Exercise goal:
Copy every one of the following rows word for word, keeping each line as it stands.

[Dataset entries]
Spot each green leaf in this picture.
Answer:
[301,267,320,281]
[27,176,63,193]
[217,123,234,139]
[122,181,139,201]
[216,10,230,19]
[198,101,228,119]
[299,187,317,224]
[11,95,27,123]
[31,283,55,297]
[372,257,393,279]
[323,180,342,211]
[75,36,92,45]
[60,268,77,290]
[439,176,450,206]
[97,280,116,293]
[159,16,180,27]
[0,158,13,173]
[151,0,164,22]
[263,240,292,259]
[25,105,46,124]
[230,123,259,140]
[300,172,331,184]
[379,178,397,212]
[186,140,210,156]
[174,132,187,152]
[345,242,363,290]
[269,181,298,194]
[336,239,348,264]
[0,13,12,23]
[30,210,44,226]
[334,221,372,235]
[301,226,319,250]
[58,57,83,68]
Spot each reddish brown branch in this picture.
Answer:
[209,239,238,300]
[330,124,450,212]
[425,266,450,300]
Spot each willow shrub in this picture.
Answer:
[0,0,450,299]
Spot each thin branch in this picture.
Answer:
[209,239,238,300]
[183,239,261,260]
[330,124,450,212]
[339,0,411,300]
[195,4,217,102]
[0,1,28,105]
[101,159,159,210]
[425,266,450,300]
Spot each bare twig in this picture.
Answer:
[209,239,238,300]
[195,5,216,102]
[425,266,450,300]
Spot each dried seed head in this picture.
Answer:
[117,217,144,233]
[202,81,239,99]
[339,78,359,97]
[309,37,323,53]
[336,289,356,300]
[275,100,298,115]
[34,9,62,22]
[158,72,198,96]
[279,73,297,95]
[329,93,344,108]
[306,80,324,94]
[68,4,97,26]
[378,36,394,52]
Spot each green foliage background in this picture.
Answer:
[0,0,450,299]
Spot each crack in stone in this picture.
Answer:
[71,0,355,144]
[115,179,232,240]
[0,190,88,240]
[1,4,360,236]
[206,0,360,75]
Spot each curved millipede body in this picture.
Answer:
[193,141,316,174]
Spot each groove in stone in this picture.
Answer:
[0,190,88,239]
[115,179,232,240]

Task answer:
Spot each green leaf in this picture.
Answer:
[301,267,320,281]
[27,176,63,193]
[217,123,234,139]
[122,181,139,201]
[216,10,230,19]
[198,101,228,119]
[299,187,317,224]
[11,95,27,123]
[31,283,55,297]
[372,257,393,279]
[323,180,342,211]
[75,36,92,45]
[60,268,77,290]
[439,176,450,206]
[97,280,116,293]
[159,16,180,27]
[0,158,13,173]
[151,0,164,22]
[263,240,292,259]
[25,105,46,124]
[230,123,259,140]
[300,172,331,184]
[379,178,397,212]
[186,140,210,156]
[174,132,187,152]
[345,242,363,290]
[269,181,298,194]
[336,239,348,264]
[0,13,12,23]
[30,210,44,226]
[334,221,372,235]
[301,226,319,250]
[58,57,83,68]
Spot each reddish brown branch in this picture.
Answer:
[209,239,238,300]
[330,124,450,212]
[425,266,450,300]
Spot each willow shrub in this picture.
Answer:
[0,0,450,299]
Spot each thin branch in this picture.
Answer:
[209,239,238,300]
[183,239,261,260]
[330,124,450,212]
[339,0,411,300]
[195,4,217,102]
[0,1,28,105]
[101,159,159,210]
[425,266,450,300]
Spot each bare twig in this picture.
Answer:
[209,239,238,300]
[195,5,216,102]
[425,266,450,300]
Spot each dried seed head in this picture.
Answer:
[117,217,144,233]
[202,81,239,99]
[339,78,359,97]
[309,37,323,53]
[336,289,356,300]
[275,100,298,115]
[34,9,62,22]
[158,72,198,96]
[279,73,297,95]
[329,93,344,108]
[306,80,324,94]
[68,4,97,26]
[378,36,394,52]
Spot each green foliage background in this picture.
Answer:
[0,0,450,299]
Spot each crack in stone in this picture.
Answer:
[71,0,355,144]
[115,179,232,240]
[0,190,88,240]
[1,4,360,236]
[206,0,360,75]
Spot each curved millipede body in this picture.
Answer:
[193,141,316,174]
Spot each groove in stone in this picture.
Answer:
[0,190,88,239]
[115,179,232,240]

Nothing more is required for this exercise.